• **EXERCISE**
Without the pictures, can you quote each line below exactly?

• **DATASET EXTRACT**
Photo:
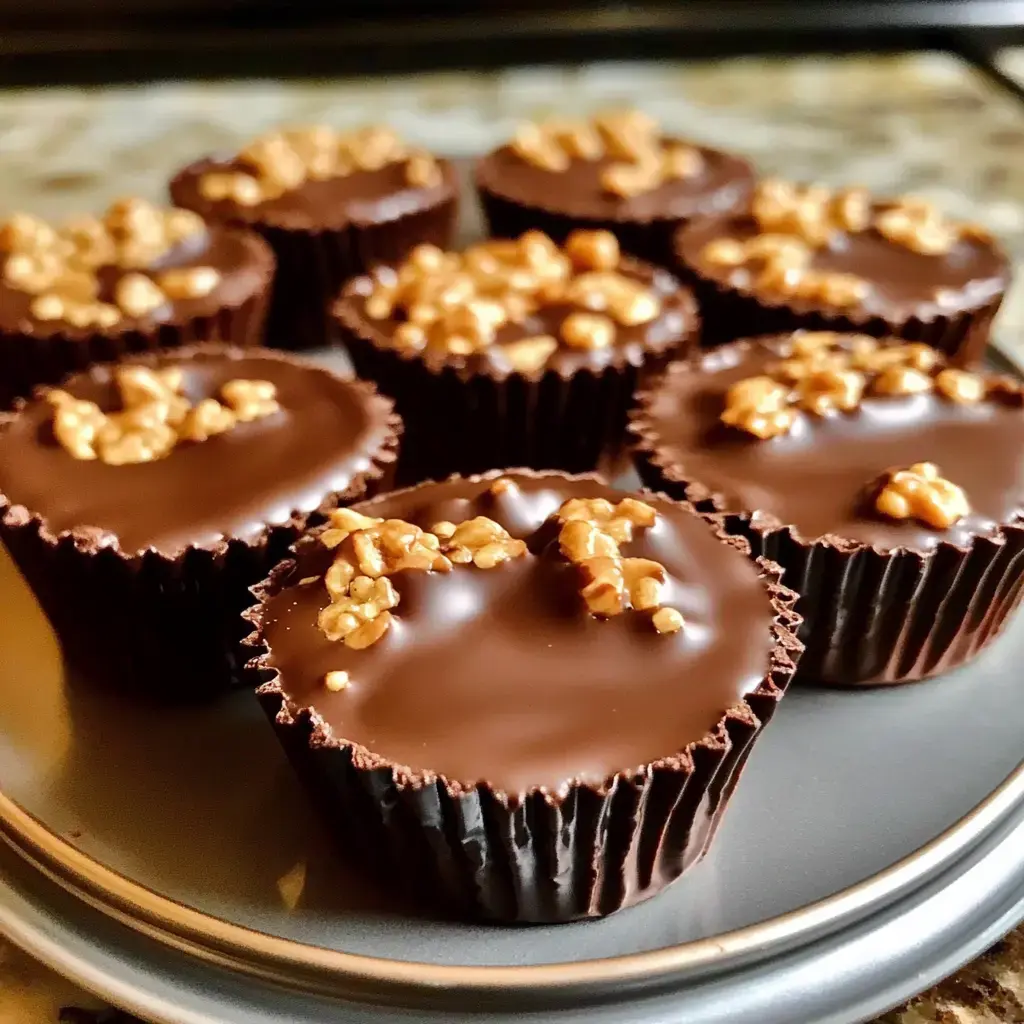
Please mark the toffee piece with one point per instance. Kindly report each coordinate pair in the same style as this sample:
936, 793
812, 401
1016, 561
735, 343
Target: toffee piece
810, 257
888, 485
514, 352
614, 172
137, 279
141, 500
552, 651
331, 204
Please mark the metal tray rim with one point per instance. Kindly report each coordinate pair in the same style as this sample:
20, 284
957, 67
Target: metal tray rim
94, 951
272, 957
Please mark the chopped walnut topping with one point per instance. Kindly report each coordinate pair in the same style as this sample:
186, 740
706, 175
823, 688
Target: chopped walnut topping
901, 380
460, 303
759, 406
529, 354
155, 417
784, 266
920, 493
371, 550
918, 225
957, 385
824, 390
668, 621
482, 542
592, 532
647, 160
138, 295
250, 399
826, 373
189, 283
812, 213
810, 216
593, 250
336, 681
59, 266
588, 331
283, 161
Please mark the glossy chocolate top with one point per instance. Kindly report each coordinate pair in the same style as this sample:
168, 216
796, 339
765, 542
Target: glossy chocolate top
503, 675
359, 198
901, 283
327, 432
243, 260
724, 182
821, 476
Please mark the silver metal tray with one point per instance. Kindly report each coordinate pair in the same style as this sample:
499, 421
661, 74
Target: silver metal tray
872, 846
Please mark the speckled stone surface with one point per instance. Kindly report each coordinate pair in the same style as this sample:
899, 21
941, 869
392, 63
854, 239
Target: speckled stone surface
926, 124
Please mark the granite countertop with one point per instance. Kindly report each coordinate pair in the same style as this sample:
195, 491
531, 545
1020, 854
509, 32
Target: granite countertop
927, 124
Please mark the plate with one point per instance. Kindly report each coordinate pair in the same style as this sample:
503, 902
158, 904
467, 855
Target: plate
186, 824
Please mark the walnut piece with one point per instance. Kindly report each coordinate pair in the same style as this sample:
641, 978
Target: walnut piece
759, 406
960, 386
370, 550
59, 266
462, 303
154, 419
918, 225
644, 160
824, 390
482, 542
283, 161
921, 493
336, 681
593, 530
825, 373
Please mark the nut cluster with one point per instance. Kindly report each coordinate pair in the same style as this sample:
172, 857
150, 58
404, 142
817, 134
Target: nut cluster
59, 265
155, 416
784, 266
283, 161
370, 550
920, 493
918, 225
794, 220
644, 160
591, 537
826, 373
458, 302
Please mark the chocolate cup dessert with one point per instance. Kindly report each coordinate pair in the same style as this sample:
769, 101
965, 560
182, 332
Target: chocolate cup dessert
884, 600
144, 567
500, 747
98, 289
334, 224
522, 387
944, 292
520, 189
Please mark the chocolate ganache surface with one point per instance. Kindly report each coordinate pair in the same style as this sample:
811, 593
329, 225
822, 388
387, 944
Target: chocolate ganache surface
326, 432
821, 476
502, 675
359, 198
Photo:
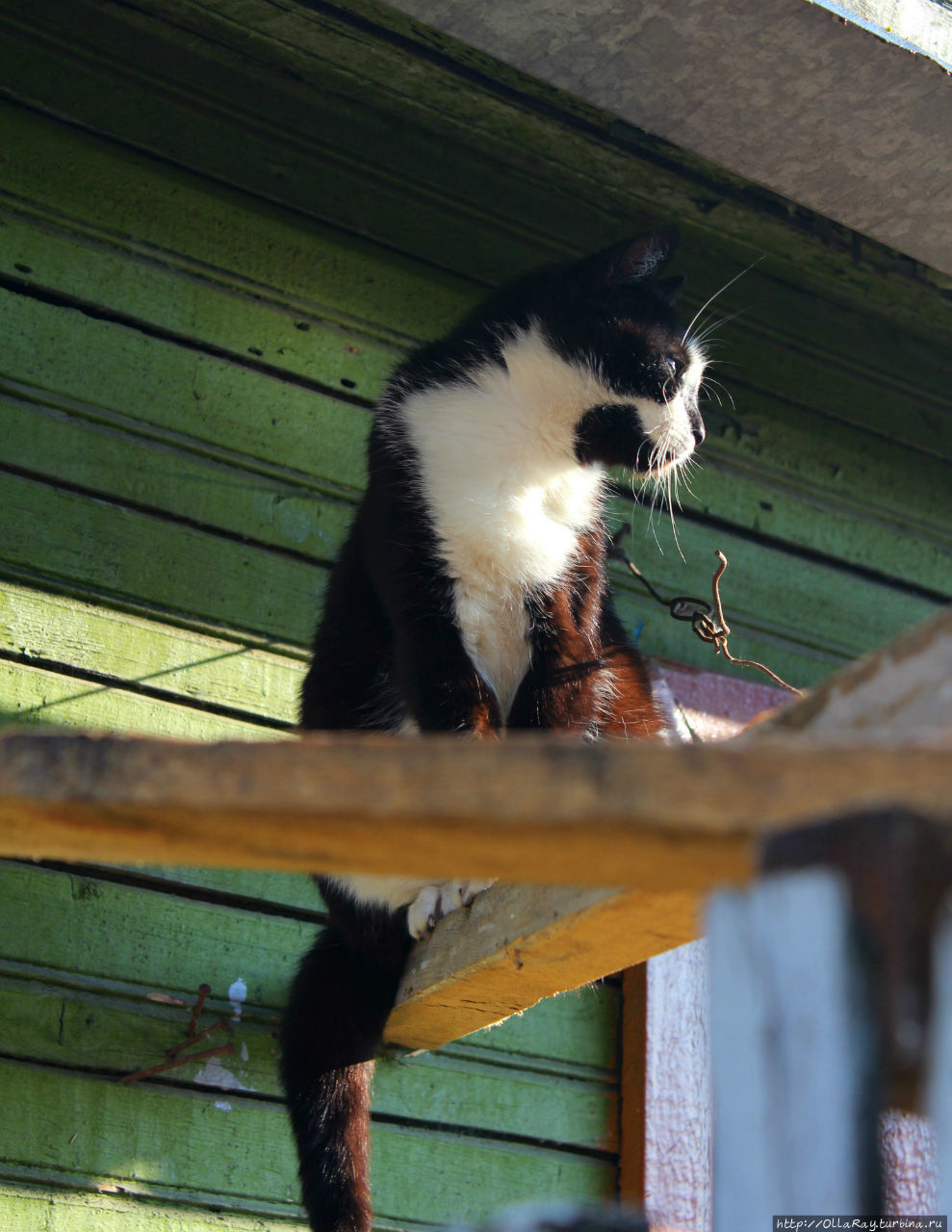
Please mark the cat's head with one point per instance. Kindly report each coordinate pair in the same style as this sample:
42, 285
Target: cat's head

• **WRITTEN SOLUTION**
Photo:
Please mark the toffee piece with one point per instance. Kindly report each coordinate pair in the same style as this sample:
936, 793
812, 401
1016, 561
735, 343
Target: toffee piece
810, 257
888, 485
514, 352
614, 172
137, 279
141, 500
552, 651
331, 204
Please mark the metal tray rim with one point per instance. Kindly report each coordinate pair in the same style as this sample:
20, 284
957, 67
Target: metal tray rim
94, 951
272, 957
Please mark the chopped walnut topping with one point per instance. Kindly report each coordinate pair in the same style as this sample:
186, 740
706, 175
823, 688
Target: chopped walnut topping
901, 380
460, 303
759, 406
529, 354
155, 417
784, 266
920, 493
371, 550
918, 225
957, 385
824, 390
668, 621
482, 542
592, 532
647, 160
138, 295
250, 399
826, 373
189, 283
812, 213
810, 216
593, 250
336, 681
59, 266
588, 331
283, 161
Please mark the glossy chocolate top with one point per instance. Kindly report each coordinate pair in the same style as this sample:
168, 216
796, 339
765, 542
Target: glossy chocolate top
503, 675
359, 198
901, 283
327, 432
243, 260
724, 182
821, 476
Please mark the silver metal tray with one point per instance. Kindly report each coordinate pair in the same style as this sample:
499, 421
661, 74
Target: silver metal tray
872, 846
Please mark the speckled stone surface with one point per instance. Kindly report each coordinate pair in the same style as this sample:
899, 21
941, 869
392, 63
854, 239
Target: speckled stone surface
926, 124
Please mark the granite countertop with one point per instance. Kindly report each coordinate pair in the same style as this sample:
195, 491
531, 545
1020, 854
509, 32
Target: granite countertop
927, 124
Please mark the plate with one point per instance. Kindly report each coordinate pair in the same style as this sample:
503, 902
158, 904
467, 855
Target: plate
186, 824
Please mark the walnut piece with one point per instance. Kindly report each coordinate pair in the same style as this sample:
641, 978
Target: walnut piece
759, 406
960, 386
370, 550
59, 266
462, 303
154, 419
918, 225
644, 160
824, 390
482, 542
283, 161
921, 493
336, 681
593, 530
825, 373
Please mark the nut cluster with one point per instance. Kindly report each coordinate pair in the same style as this sample:
172, 857
150, 58
404, 142
817, 134
Target: nut cluster
59, 265
155, 416
784, 266
283, 161
370, 550
920, 493
918, 225
794, 220
644, 160
591, 537
826, 373
458, 302
Please mark the chocolate cup dessert with one point per instance. Kindly report each coordinate pair in the same style as this sample:
769, 101
965, 560
182, 332
Target: chocolate cup dessert
884, 600
144, 567
500, 747
98, 289
334, 224
522, 387
944, 292
520, 189
Please mark the chocolate ganache surface with one point per instance. Kindly report each coordinate pair in the same style as this sample:
811, 593
329, 225
822, 388
387, 944
Target: chocolate ganache surface
326, 432
821, 476
502, 675
359, 198
Photo:
Please mark the cat's head with one point per instance. Kindly report each coordinate pair in the same style as this sample:
42, 285
Target: cat's head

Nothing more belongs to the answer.